Dados registrados:
━━━
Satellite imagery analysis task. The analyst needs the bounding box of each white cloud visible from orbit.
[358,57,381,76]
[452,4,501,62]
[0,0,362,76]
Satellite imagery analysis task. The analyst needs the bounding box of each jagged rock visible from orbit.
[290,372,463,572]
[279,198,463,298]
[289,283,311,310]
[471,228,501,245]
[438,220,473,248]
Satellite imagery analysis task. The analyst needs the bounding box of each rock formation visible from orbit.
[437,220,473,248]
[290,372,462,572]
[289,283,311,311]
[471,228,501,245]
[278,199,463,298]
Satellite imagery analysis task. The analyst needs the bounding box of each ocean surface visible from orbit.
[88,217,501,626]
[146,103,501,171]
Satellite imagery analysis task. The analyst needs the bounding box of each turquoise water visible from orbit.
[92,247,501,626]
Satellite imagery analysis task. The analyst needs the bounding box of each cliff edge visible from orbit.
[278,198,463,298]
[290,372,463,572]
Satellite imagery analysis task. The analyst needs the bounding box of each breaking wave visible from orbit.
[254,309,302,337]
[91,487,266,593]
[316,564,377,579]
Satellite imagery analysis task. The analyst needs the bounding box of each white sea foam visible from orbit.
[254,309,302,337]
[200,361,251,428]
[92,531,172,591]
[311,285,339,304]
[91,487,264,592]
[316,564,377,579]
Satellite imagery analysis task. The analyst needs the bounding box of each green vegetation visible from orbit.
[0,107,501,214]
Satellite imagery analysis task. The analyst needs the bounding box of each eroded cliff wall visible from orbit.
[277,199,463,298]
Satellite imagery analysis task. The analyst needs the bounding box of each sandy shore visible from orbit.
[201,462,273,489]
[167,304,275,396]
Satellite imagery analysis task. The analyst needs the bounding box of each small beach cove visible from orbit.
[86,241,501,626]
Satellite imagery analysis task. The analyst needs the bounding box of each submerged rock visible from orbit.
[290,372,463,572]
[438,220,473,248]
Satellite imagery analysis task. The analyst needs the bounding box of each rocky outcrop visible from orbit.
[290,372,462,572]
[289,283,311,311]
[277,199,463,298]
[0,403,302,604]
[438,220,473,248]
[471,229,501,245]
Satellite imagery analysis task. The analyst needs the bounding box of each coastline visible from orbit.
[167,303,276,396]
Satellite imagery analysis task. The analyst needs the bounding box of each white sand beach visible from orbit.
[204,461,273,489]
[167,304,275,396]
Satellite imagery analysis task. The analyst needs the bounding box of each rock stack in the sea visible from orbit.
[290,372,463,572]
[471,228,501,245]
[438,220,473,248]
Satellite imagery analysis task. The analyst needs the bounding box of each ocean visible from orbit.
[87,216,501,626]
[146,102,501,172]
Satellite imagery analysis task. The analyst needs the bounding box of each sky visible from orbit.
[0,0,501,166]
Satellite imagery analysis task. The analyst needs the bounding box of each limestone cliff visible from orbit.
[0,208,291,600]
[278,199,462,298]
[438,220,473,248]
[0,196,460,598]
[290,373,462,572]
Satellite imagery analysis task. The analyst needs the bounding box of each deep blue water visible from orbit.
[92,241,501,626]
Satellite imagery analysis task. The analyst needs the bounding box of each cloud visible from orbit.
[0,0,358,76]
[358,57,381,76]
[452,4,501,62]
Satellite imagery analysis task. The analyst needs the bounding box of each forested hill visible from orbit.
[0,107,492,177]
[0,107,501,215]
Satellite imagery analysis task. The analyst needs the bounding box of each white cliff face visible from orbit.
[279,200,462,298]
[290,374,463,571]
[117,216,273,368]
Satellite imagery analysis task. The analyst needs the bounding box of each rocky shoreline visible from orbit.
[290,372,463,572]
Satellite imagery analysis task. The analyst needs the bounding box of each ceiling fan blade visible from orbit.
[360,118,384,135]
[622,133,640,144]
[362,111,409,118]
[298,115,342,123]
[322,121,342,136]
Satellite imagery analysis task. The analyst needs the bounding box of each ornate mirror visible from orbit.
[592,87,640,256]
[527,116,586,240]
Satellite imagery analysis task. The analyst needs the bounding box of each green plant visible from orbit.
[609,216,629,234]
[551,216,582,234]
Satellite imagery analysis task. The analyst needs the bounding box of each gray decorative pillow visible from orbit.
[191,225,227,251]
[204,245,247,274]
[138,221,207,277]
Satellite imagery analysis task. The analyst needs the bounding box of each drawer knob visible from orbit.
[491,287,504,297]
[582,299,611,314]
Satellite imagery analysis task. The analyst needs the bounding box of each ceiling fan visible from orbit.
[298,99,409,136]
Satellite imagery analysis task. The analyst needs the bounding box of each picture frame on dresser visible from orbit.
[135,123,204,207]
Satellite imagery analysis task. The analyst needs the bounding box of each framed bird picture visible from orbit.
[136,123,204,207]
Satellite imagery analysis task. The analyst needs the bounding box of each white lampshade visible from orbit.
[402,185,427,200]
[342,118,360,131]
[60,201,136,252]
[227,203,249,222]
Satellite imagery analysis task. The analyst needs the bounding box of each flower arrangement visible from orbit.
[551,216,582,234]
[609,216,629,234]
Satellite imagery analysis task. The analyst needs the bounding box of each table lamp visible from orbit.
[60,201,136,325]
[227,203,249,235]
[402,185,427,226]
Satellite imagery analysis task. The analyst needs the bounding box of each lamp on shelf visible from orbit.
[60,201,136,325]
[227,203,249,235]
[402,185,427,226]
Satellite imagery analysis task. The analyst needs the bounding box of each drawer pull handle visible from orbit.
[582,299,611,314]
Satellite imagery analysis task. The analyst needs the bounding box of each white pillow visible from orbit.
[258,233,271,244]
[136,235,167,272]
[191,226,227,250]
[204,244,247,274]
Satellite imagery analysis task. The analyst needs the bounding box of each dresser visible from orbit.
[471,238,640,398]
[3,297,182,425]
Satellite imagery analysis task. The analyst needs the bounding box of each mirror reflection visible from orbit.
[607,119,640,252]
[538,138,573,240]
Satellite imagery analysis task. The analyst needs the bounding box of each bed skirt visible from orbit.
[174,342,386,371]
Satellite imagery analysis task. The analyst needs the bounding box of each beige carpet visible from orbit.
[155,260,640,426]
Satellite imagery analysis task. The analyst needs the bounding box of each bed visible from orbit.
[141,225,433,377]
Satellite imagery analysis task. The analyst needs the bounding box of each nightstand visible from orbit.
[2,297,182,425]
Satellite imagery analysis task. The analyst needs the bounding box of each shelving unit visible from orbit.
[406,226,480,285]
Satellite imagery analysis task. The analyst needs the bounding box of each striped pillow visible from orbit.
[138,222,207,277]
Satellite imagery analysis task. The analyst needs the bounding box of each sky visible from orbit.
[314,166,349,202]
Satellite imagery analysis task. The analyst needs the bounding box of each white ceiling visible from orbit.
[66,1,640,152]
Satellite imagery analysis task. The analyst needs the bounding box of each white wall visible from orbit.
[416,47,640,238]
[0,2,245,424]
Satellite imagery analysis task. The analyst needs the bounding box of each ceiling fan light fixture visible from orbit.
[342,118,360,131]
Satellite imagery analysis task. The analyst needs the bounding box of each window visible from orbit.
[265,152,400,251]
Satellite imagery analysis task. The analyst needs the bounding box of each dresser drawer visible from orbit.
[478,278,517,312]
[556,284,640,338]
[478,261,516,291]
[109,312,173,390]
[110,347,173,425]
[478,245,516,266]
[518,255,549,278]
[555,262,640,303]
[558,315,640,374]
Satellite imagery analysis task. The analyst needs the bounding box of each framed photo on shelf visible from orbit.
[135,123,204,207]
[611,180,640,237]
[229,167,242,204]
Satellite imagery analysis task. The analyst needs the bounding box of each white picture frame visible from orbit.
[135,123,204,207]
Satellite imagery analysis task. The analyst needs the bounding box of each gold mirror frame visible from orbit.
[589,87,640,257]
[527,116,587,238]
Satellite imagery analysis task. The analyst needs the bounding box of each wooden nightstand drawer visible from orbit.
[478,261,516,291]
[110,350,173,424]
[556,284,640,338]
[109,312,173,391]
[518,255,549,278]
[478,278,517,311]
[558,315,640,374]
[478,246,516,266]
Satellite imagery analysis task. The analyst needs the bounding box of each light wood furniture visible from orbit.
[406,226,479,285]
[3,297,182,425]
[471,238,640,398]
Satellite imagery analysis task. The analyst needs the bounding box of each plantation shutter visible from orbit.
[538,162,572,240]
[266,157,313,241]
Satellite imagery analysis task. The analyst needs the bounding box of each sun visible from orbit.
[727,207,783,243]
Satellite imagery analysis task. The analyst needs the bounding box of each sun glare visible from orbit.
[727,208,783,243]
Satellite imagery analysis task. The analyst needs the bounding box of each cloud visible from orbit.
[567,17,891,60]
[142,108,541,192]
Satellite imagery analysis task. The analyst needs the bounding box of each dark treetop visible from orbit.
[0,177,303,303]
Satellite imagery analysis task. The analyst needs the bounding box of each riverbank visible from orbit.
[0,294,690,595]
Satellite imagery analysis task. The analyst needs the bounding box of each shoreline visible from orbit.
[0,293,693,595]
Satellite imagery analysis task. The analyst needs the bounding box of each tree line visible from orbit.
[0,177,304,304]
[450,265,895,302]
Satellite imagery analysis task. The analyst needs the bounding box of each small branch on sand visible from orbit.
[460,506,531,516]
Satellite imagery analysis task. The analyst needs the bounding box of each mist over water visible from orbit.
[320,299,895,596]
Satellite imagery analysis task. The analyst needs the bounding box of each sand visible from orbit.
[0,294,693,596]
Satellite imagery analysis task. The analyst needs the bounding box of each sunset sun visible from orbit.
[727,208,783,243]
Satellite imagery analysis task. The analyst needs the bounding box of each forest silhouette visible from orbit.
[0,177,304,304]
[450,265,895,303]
━━━
▶ [Objetivo do exercício]
Reproduza, sem nenhuma alteração, as linhas dos itens acima que vão da linha com "turquoise water visible from orbit." até a linha com "[0,107,501,214]", incluindo ambas.

▶ [Resposta da tarefa]
Satellite imagery analysis task. The analyst needs the bounding box of each turquoise water visible from orbit.
[92,247,501,626]
Satellite imagery analysis task. The analyst needs the bounding box of each cliff edge visible from orbit.
[278,198,463,298]
[290,372,463,572]
Satellite imagery analysis task. The analyst needs the bounding box of each breaking wave visible from orbit.
[254,309,302,337]
[91,487,266,593]
[316,564,377,579]
Satellite imagery analysis task. The analyst needs the bounding box of each white sea foam visible from orbit.
[254,309,302,337]
[200,361,251,428]
[92,531,172,591]
[311,285,339,304]
[91,487,264,592]
[316,564,377,579]
Satellite imagery analysis task. The analyst needs the bounding box of each green vegetation visible from orbit.
[0,107,501,214]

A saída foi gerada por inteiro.